:: Stated goal ::
Retype every line of the records below exactly, leaving out the pictures.

:: Data lines ::
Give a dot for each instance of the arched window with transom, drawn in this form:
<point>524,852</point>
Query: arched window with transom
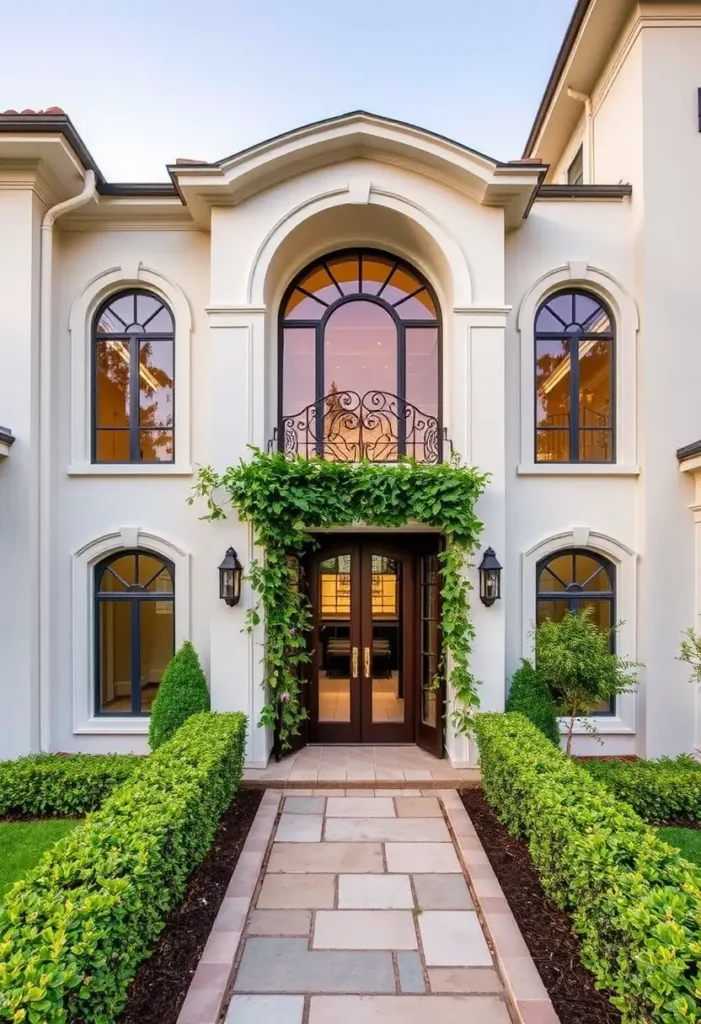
<point>574,380</point>
<point>133,380</point>
<point>572,580</point>
<point>134,597</point>
<point>360,360</point>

:: Full solution ::
Give a dot for each instance of the arched window with transom, drawn in this form:
<point>524,852</point>
Query: arched window with transom
<point>574,380</point>
<point>133,380</point>
<point>572,580</point>
<point>134,597</point>
<point>360,360</point>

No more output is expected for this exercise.